Try it: Each line below must be reproduced exactly, though the pictures are to be dropped.

── Record extracts

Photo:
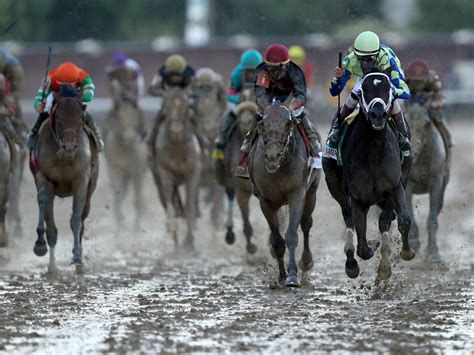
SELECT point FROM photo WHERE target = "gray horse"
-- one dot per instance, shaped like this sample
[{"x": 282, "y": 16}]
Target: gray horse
[
  {"x": 176, "y": 160},
  {"x": 235, "y": 186},
  {"x": 126, "y": 155},
  {"x": 429, "y": 174},
  {"x": 66, "y": 164},
  {"x": 280, "y": 176}
]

────

Reply:
Photo:
SELECT point FROM photo WHERE target = "gray horse"
-- one dot per instance, shaped like this sample
[{"x": 282, "y": 16}]
Target: gray horse
[
  {"x": 176, "y": 160},
  {"x": 235, "y": 186},
  {"x": 126, "y": 155},
  {"x": 429, "y": 174},
  {"x": 66, "y": 164},
  {"x": 280, "y": 176}
]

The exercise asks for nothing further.